SOURCE EXTRACT.
⁂

Who doesn't love some help moving? My parents have so generously offered to help me move that first weekend in August which should hopefully be my last weekend sans-boyfriend. While moving will be a pain in the ass, its a great excuse to see them and show off my new digs. 

And my newest distraction? (Insert shameless self plug), I've entered my boyfriend and I in a contest to send us to the Caribbean for 5 days. Long shot? Yes. Distraction, yes. Why not? Originally a friend sent me the link because it was a "beach blogger" opportunity; what could be a better way to marry my two favorite past times? Sign me up! When I read the requirements it was actually a beach blogger for a "retreat to romance" package for a deserving couple. After careful consideration I decided, yes, we still fit the requirements. I mean, is this blog not evidence of what we've been through this past year?  Hopefully my blog entry can get us all the way to paradise. 20% of my final score to move onto the top ten depends on votes, so if you haven't please visit and vote for us here: http://tinyurl.com/3u7obq4. Talk about a great distraction, but lets not get ahead of ourselves!

⁂

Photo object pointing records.
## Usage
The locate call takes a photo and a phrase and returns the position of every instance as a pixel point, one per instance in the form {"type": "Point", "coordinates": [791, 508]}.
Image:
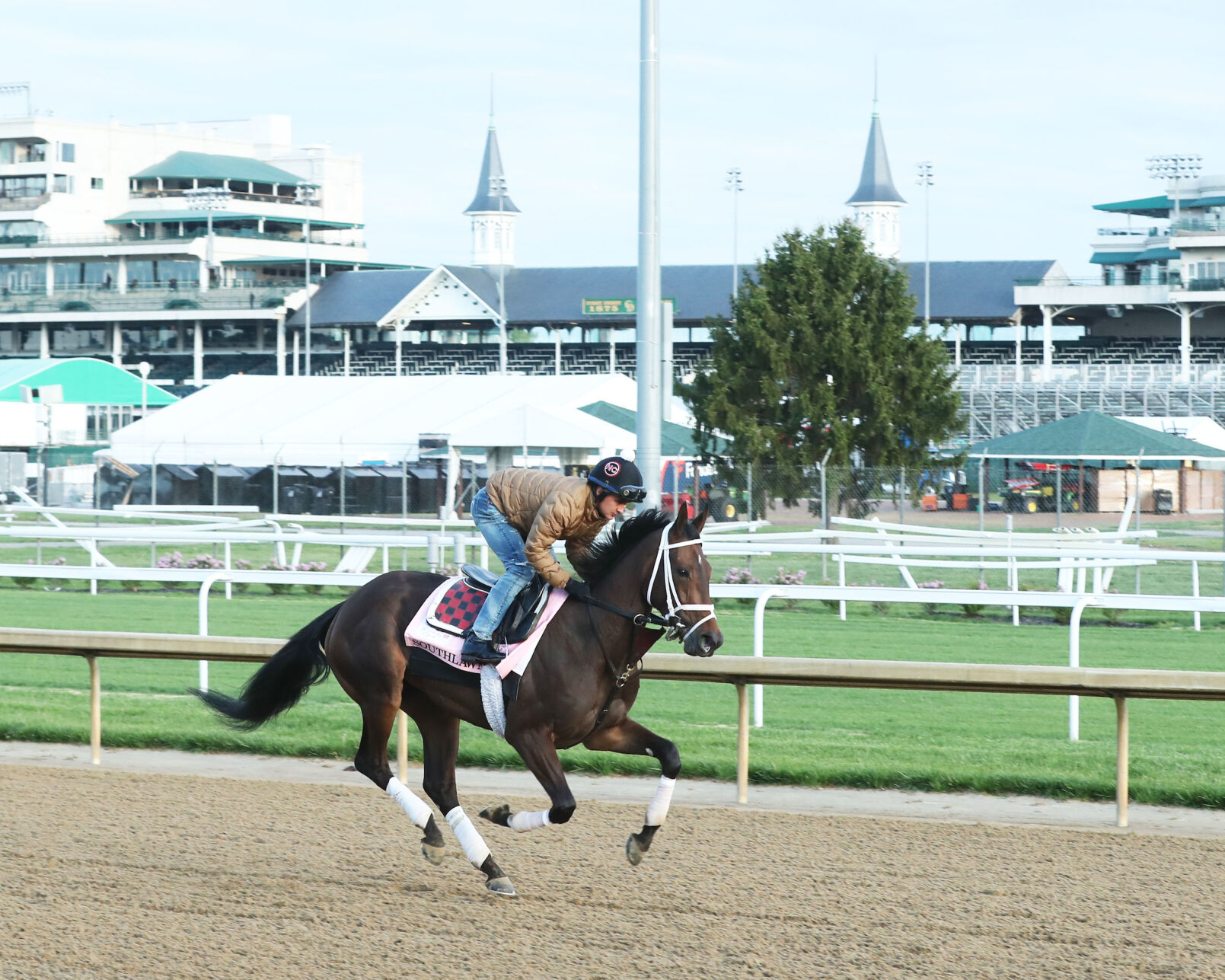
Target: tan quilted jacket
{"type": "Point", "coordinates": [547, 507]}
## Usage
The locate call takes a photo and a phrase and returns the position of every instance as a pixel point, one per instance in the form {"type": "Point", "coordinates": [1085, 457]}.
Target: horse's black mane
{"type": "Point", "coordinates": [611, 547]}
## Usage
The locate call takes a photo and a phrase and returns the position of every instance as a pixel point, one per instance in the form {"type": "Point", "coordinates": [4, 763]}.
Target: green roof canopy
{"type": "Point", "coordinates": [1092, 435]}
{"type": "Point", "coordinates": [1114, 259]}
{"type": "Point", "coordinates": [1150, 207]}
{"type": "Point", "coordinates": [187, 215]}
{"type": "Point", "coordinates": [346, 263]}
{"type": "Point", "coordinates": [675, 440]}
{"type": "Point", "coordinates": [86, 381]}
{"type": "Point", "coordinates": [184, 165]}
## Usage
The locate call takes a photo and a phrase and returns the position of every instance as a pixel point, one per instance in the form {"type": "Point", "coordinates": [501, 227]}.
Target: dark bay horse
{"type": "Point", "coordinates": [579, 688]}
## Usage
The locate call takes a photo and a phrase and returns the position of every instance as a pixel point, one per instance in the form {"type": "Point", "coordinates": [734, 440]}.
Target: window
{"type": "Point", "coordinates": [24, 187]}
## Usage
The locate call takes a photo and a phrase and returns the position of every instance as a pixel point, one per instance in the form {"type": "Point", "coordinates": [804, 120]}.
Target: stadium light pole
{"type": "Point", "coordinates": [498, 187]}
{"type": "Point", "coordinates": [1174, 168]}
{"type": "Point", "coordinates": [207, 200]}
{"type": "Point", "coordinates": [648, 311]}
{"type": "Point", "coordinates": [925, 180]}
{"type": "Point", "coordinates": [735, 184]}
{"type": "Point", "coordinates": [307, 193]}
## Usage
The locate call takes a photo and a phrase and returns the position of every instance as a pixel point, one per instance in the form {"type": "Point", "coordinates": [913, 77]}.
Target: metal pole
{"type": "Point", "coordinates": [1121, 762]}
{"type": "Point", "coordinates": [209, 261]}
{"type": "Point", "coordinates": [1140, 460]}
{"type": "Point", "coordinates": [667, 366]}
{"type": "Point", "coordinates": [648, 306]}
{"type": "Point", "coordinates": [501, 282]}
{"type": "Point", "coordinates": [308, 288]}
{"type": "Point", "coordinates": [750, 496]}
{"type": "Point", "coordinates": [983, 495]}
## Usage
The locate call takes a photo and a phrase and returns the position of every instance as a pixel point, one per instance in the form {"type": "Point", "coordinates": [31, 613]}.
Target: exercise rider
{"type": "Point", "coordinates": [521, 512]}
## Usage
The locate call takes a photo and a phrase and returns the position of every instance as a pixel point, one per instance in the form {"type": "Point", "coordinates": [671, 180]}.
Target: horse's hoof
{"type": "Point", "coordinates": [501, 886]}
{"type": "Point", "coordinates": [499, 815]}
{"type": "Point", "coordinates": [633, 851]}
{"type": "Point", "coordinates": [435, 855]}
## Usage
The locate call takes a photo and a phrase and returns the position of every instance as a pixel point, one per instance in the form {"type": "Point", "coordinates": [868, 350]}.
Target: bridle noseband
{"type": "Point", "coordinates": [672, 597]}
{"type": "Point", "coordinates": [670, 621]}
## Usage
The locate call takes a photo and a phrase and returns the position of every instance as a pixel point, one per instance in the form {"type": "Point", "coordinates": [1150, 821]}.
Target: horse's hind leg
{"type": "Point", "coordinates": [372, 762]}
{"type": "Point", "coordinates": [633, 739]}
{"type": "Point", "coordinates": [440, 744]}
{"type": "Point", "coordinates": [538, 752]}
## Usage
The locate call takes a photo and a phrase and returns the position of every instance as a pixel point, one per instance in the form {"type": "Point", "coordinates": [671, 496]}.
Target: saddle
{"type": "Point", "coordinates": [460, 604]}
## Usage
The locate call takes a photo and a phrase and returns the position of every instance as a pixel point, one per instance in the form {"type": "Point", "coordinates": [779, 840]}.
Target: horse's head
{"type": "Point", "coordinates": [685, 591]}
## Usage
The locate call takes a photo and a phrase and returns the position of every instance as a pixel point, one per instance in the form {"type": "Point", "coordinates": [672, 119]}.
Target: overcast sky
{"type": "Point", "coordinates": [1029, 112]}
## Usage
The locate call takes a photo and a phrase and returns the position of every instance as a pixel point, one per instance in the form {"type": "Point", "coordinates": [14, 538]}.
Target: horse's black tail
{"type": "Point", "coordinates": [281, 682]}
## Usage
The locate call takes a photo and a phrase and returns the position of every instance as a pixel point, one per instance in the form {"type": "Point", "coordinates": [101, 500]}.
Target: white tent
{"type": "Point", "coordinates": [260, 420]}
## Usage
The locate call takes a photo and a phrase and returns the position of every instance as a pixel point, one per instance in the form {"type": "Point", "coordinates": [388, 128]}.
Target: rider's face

⁂

SET OF TASKS.
1 - Count the lines in the rows that contain the string "rider", treating uppercase and lowercase as different, and give only the number.
2 - Carry on the blog post about moving and the Caribbean contest, starting right after its last sentence.
The rows have no connection to the blog post.

EXERCISE ANSWERS.
1 - 2

2 -
I know that all of this mind trickery will only suffice for so long, but I hope by then I will have a new distraction. A distraction that will put an end to this strange routine I now know as normal. Caribbean vacation or not, I can't think of a more romantic way to spend the rest of my days.

Thursday, July 14, 2011

Worry Wart

Have you ever looked up "worry" in the dictionary? Worry is defined as thoughts and images of a negative nature in which mental attempts are made to avoid anticipated potential threats. Well if that's true, my world is filled with "anticipated potential threats", real and imagined. 

I guess most people can put two and two together; often times when you strive for control in every most situations, you are by default also a worrier. Hello world, my name is Meghan and I'm a worry wart. Its funny, if you ask some of my childhood friends they'll tell you I was probably the first 13 year old they knew with shiny slivers of gray hairs (coincidence? I think not...). 
Most times I wish I had a better mindset. I wish I didn't over-think, obsess, plan for contingencies, re-plan for new contingencies, plan for contingencies on top of contingencies (I think you get the idea here). Has it helped me be fully prepared in some situations? Yes. Has it, just as many times, given me unnecessary stress and anxiety that could have been avoided if I just didn't worry so much? Yes. 


I've really used this blog as my forum. I worry about my career. I worry about my relationships. I worry about doing the right thing. I worry about my boyfriend, I worry about his safety. But I also waste so much time worrying about the unnecessary. The weather, traffic, decoding emails and text messages.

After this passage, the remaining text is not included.